» TEXTE FOURNI
- - - - - - -

2) Le chef d’entreprise est-il le seul à entreprendre ?

Je laisse beaucoup d’autonomie aux gens avec qui je travaille, à mes équipes. J’attends d’eux qu’ils se comportent comme de vrais entrepreneurs au sein de l’entreprise. Il y a cependant une différence entre être entrepreneur et travailler dans une entreprise.
Être entrepreneur, c’est être capable de prendre des risques inconsidérés. Créer une entreprise c’est, pour moi qui me suis lancée alors que j’étais enceinte, un peu comme faire un bébé… On est prêt à tout pour son entreprise. On se met en danger financièrement, on prend des risques en permanence. On a une perception du danger qui est différente. On ne peut avoir peur ni de l’avenir ni de l’échec, et on doit toujours aller de l’avant quoi qu’il arrive…

3) Pour vous, qu’est-ce que la création de valeur ?

Pour moi c’est avant tout avoir un impact sur les choses et sur les gens.
C’est vraiment ce que j’ai recherché depuis toujours, c’est pour ça que je fais ce que je fais aujourd’hui. Je voulais vraiment m’investir dans une approche humaine. Faire du bien. Sans savoir trop comment, d’ailleurs. Mais faire quelque chose qui a du sens, dans notre société.
Dans mon modèle, c’est l’entreprise qui finance les programmes de santé pour ses salariés, ce qui me permet de travailler avec les meilleurs spécialistes dans leur domaine et de permettre à des personnes qui n’ont pas forcément les moyens ou le carnet d’adresses, d’avoir accès à des soins de qualité parfaitement adaptés à leur situation. La rentabilité, la création de valeur financière est nécessaire pour rendre tout ça possible, mais ça n’est pas ce qui me motive. Cela constitue seulement un moyen pour moi.

4) Quelles sont les trois ou quatre mesures à prendre pour améliorer
le développement des entreprises françaises ?

a/ Simplifier les procédures administratives

Avant Reset Paris SAS, j’ai créé une société commerciale en Angleterre. Là-bas on crée une société seulement en quelques minutes en ligne, et cela ne coûte presque rien. Lorsque j’ai créé ma société en France, ça a été le parcours du combattant et cela a pris des mois, à cause de divers disfonctionnements administratifs. Pour une petite structure comme ma mienne, pour qui le temps est si précieux, cette perte de temps et d’énergie rend fou.

b/ Faciliter le financement des petites entreprises.

Quand on parle d’entrepreneuriat en France aujourd’hui, on met toujours en avant les méga startups ou les licornes, mais en fait, le gros de l’entrepreneuriat, ce sont toutes ces petites entreprises anonymes qui n’arrivent souvent pas à se financer, faute de soutien et de visibilité.

- - - - - - -

» ENREGISTREMENTS
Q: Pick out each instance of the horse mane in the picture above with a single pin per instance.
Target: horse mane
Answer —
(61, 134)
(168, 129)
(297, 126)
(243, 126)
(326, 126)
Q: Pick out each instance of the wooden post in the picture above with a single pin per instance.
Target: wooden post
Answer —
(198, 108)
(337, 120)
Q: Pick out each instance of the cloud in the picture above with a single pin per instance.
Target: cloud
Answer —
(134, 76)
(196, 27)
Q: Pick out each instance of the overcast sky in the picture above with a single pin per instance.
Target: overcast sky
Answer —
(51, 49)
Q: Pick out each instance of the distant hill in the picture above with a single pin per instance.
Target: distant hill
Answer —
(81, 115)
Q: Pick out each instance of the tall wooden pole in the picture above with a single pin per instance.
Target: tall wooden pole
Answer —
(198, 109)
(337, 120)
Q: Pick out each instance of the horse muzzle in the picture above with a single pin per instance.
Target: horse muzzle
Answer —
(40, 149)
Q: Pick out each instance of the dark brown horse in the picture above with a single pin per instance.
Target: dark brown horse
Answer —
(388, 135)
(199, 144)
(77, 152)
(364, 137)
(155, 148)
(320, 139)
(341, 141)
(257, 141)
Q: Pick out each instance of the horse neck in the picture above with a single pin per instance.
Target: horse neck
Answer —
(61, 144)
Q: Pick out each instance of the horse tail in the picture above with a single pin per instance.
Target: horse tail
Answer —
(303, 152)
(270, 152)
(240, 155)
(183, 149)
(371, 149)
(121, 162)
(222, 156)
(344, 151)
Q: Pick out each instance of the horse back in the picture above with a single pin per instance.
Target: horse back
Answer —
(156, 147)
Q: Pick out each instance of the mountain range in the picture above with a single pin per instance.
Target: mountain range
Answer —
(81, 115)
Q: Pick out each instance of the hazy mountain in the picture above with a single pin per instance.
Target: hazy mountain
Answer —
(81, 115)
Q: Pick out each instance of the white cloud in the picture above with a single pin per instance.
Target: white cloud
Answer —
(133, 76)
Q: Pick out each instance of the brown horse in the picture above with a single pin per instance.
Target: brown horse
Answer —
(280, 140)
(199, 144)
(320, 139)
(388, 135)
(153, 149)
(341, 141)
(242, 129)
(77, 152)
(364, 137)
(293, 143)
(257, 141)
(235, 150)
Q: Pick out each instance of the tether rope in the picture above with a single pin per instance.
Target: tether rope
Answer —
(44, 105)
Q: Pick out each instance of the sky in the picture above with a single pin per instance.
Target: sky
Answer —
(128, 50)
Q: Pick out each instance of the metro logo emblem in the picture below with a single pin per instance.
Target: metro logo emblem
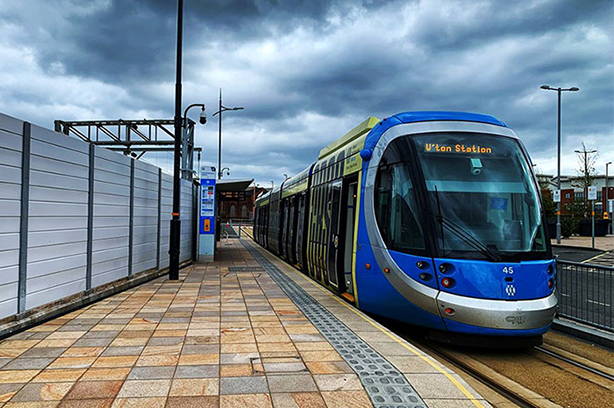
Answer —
(514, 320)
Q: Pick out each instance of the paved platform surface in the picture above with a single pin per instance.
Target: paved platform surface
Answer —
(216, 338)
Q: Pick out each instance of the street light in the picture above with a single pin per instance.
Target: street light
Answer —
(173, 266)
(607, 195)
(558, 181)
(222, 108)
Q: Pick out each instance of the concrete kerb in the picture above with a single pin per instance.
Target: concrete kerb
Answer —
(24, 321)
(600, 337)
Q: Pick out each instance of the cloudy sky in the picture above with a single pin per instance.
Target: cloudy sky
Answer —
(308, 71)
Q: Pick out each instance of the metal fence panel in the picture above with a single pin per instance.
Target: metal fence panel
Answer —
(56, 268)
(165, 218)
(111, 217)
(585, 293)
(67, 220)
(10, 186)
(145, 236)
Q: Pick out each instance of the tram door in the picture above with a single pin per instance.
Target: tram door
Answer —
(335, 244)
(348, 242)
(299, 232)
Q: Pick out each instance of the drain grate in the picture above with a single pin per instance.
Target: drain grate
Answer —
(385, 385)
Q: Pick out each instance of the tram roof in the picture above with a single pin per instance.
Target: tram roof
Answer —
(426, 116)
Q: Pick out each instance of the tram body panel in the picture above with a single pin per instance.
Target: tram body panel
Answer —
(509, 292)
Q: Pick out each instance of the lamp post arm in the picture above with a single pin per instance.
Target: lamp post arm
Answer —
(185, 112)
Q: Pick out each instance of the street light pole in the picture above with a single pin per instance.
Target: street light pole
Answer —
(607, 195)
(176, 221)
(219, 144)
(221, 109)
(558, 171)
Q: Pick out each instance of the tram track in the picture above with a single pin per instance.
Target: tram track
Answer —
(543, 376)
(506, 388)
(560, 356)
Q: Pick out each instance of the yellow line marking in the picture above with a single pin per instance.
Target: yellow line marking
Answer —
(595, 257)
(433, 364)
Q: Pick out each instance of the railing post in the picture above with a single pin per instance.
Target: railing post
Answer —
(159, 218)
(23, 220)
(131, 225)
(90, 217)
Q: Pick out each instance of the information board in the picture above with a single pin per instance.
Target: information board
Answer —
(592, 193)
(207, 200)
(557, 196)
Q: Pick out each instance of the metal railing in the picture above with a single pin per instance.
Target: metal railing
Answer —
(585, 293)
(237, 227)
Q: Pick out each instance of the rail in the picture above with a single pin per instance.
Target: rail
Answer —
(585, 293)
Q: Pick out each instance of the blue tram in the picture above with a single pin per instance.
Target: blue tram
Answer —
(429, 218)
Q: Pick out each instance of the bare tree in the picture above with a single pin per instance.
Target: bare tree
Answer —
(586, 170)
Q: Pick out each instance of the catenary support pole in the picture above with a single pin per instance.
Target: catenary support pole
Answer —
(558, 172)
(174, 243)
(219, 145)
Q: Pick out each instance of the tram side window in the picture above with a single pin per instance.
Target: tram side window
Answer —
(396, 210)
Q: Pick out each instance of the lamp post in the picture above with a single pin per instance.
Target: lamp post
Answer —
(222, 108)
(175, 220)
(558, 181)
(607, 195)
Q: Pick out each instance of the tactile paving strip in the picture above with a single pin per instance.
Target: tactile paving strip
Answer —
(385, 385)
(245, 269)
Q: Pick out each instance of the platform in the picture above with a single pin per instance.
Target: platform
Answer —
(245, 331)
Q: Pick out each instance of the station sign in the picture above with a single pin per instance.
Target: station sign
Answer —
(557, 196)
(207, 200)
(206, 219)
(592, 193)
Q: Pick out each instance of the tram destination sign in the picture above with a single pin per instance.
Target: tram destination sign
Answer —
(456, 148)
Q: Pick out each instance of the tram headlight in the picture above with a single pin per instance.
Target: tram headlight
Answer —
(447, 282)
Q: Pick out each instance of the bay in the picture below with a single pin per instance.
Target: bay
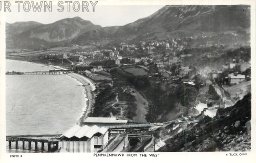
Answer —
(40, 104)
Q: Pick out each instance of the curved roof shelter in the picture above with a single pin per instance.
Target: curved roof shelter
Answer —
(79, 132)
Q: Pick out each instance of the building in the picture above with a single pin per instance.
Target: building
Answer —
(97, 69)
(87, 138)
(91, 136)
(236, 79)
(104, 121)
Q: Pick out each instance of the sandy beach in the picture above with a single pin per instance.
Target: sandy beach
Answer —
(89, 86)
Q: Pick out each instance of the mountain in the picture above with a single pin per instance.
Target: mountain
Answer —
(229, 23)
(46, 35)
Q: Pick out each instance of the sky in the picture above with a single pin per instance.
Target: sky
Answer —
(103, 15)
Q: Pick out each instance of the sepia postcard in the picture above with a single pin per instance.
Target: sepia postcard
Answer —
(112, 80)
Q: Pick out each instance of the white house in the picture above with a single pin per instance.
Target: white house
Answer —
(236, 79)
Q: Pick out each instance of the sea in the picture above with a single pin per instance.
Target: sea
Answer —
(41, 104)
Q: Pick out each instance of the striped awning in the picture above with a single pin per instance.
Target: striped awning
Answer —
(84, 131)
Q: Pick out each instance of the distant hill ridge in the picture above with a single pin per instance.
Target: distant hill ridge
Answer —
(168, 22)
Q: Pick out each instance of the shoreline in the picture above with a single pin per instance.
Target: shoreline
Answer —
(88, 84)
(89, 87)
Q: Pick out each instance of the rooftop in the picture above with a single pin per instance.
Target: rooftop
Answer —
(104, 120)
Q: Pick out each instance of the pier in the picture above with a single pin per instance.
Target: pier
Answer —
(38, 143)
(50, 72)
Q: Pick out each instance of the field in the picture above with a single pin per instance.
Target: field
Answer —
(136, 71)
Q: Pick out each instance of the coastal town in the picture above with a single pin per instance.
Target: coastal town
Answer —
(187, 93)
(118, 79)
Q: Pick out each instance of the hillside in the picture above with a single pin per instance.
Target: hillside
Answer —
(218, 24)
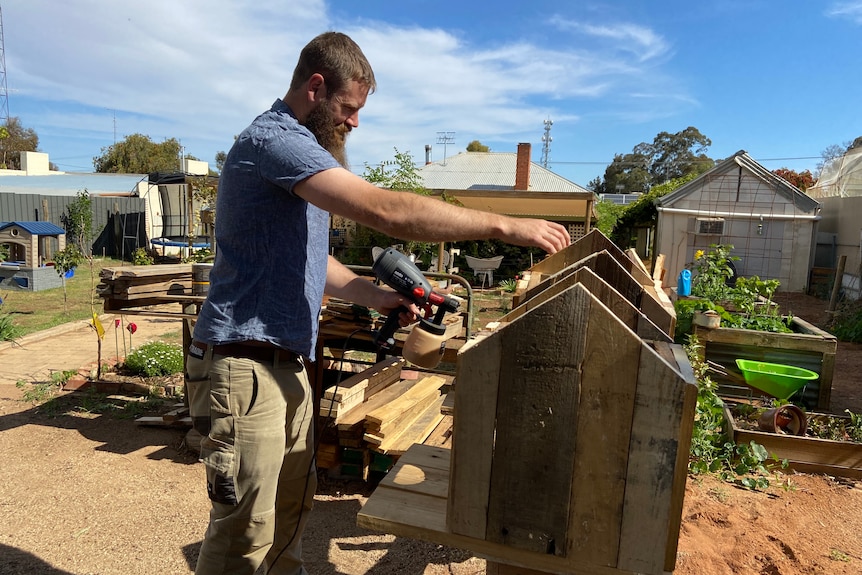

- - - - - - -

» TÂCHES ET EXERCICES
1) D'après le texte, dans quel pays une société commerciale a-t-elle été créée avant Reset Paris SAS ?
2) Mettez à jour tout le passage du texte, depuis « Être entrepreneur, c’est » jusqu'à « de valeur ? », en remplaçant « danger » par « péril ».
Pour répondre, appuyez-vous seulement sur le texte.

» LISTE DES RÉPONSES
1) En Angleterre.

2)
Être entrepreneur, c’est être capable de prendre des risques inconsidérés. Créer une entreprise c’est, pour moi qui me suis lancée alors que j’étais enceinte, un peu comme faire un bébé… On est prêt à tout pour son entreprise. On se met en péril financièrement, on prend des risques en permanence. On a une perception du péril qui est différente. On ne peut avoir peur ni de l’avenir ni de l’échec, et on doit toujours aller de l’avant quoi qu’il arrive…

3) Pour vous, qu’est-ce que la création de valeur ?